*EXTRAIT CHOISI*:
***

Les questions en litige

[15]  Le demandeur soutient que le défendeur a commis une erreur de droit et a agi sans compétence lorsqu’il lui a signifié, avant que la mesure de renvoi prise contre lui ne soit exécutoire, un avis lui indiquant qu’il pouvait présenter une demande d’ERAR en vertu de l’article 160 du RIPR. Subsidiairement, le demandeur soutient que le défendeur a commis une erreur en n’examinant pas la question de savoir si la discrimination cumulative dont il ferait l’objet en Jamaïque constituait de la persécution.

Analyse

[16]  Le défendeur soutient que le demandeur ne peut pas maintenant contester le fait qu’il lui a envoyé un avis relatif à la demande d’ERAR.

[traduction]

Même si le demandeur soutient maintenant que le processus d’ERAR n’aurait pas dû être entamé, étant donné qu’il pourrait retourner en prison si son appel était rejeté, cet argument n’est pas fondé. Le 22 juin 2017, le demandeur a reçu un avis lui indiquant qu’il pouvait présenter une demande d’ERAR. Il a formulé des observations dans le cadre de sa demande d’ERAR le 29 juin 2017 et le 20 juillet 2017. Il n’a pas contesté la décision de procéder à son ERAR lorsque ce dernier a été entamé. Ce n’est que maintenant qu’une décision défavorable a été rendue à l’égard de son ERAR que le demandeur, tout en contestant la décision relative à l’ERAR, soutient que le processus d’ERAR n’aurait pas dû être entamé.

[17]  La décision faisant l’objet du contrôle, décrite dans l’avis de demande d’autorisation et de contrôle judiciaire est [traduction« la décision de l’agent principal R. KLAGSBURN (datée du 17 novembre 2017 et communiquée aux demandeurs [sic] le 7 février 2018) refusant la demande de résidence permanente en vertu de l’article 112 de la Loi sur l’immigration et la protection des réfugiés (examen des risques avant renvoi) ».

[18]  Il est vrai que le demandeur, en exposant le recours demandé, affirme qu’il est fondé, en partie, sur le motif que le défendeur a [traduction« commis une erreur de droit et a agi sans compétence lorsqu’il a signifié au client, avant que la mesure de renvoi ne soit exécutoire, un avis de demande relatif à l’ERAR en vertu de l’article 160 du RIPR». À mon avis, lorsqu’il affirme cela, le demandeur demande en fait à la Cour d’examiner la décision, datée du 22 juin 2017, de l’aviser qu’il avait le droit de présenter une demande d’ERAR. Cette décision n’est pas en cause. En outre, aucune demande visant à solliciter l’autorisation de présenter une demande de contrôle judiciaire de cette décision n’a été présentée en temps opportun et aucune demande de prorogation de délai n’a été présentée par le demandeur.

***

*DONNÉES À TRAITER*:
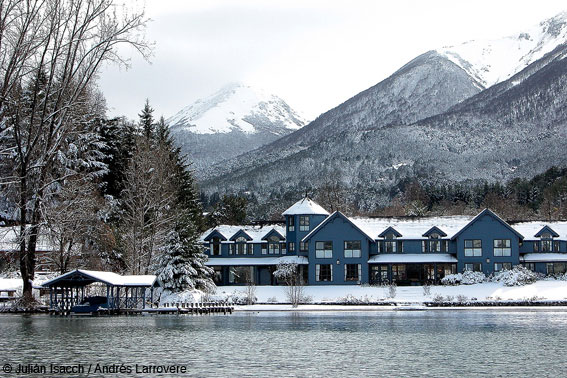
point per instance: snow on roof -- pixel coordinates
(109, 278)
(302, 260)
(405, 258)
(255, 232)
(306, 206)
(9, 240)
(530, 229)
(411, 228)
(544, 257)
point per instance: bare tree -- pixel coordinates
(50, 53)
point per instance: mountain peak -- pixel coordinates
(493, 61)
(234, 108)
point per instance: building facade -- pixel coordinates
(333, 249)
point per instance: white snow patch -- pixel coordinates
(227, 109)
(305, 206)
(493, 61)
(545, 290)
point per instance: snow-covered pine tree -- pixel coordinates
(147, 120)
(181, 265)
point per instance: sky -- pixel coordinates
(313, 54)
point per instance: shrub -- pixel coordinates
(517, 276)
(466, 278)
(438, 298)
(392, 289)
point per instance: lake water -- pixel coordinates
(441, 343)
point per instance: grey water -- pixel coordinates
(281, 344)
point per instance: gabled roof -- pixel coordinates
(532, 228)
(214, 233)
(255, 232)
(239, 234)
(433, 230)
(546, 229)
(493, 215)
(305, 206)
(81, 277)
(273, 232)
(336, 214)
(389, 230)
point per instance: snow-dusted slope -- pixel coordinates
(235, 107)
(235, 120)
(493, 61)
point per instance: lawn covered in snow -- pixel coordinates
(490, 291)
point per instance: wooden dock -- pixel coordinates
(179, 308)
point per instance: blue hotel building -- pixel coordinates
(333, 249)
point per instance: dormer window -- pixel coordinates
(291, 223)
(434, 243)
(390, 244)
(304, 223)
(546, 241)
(273, 245)
(214, 247)
(545, 244)
(240, 245)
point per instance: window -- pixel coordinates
(399, 272)
(352, 249)
(390, 246)
(304, 223)
(498, 267)
(217, 276)
(241, 274)
(324, 250)
(475, 267)
(291, 223)
(434, 243)
(323, 272)
(502, 248)
(530, 266)
(273, 245)
(215, 247)
(353, 272)
(556, 268)
(240, 245)
(473, 247)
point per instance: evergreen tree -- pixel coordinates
(182, 263)
(147, 120)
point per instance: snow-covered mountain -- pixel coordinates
(232, 121)
(493, 61)
(430, 120)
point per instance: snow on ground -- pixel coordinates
(544, 290)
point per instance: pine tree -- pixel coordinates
(182, 263)
(147, 120)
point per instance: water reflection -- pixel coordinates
(433, 343)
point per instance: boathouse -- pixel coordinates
(115, 292)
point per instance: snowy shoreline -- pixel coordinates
(374, 308)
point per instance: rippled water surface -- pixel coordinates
(353, 344)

***

*DÉFI 1*: D'après l'extrait choisi, à quelle date le demandeur a-t-il reçu l'avis lui indiquant qu'il pouvait présenter une demande d'ERAR ?
*DÉFI 2*: Filtrez les entrées en recopiant chaque ligne qui contient le mot « covered ». La casse compte.
L'extrait choisi et les entrées n'ont aucun rapport entre eux.

*RÉSULTAT 1*: Le 22 juin 2017.

*RÉSULTAT 2*:
point per instance: snow-covered pine tree -- pixel coordinates
point per instance: lawn covered in snow -- pixel coordinates
point per instance: snow-covered mountain -- pixel coordinates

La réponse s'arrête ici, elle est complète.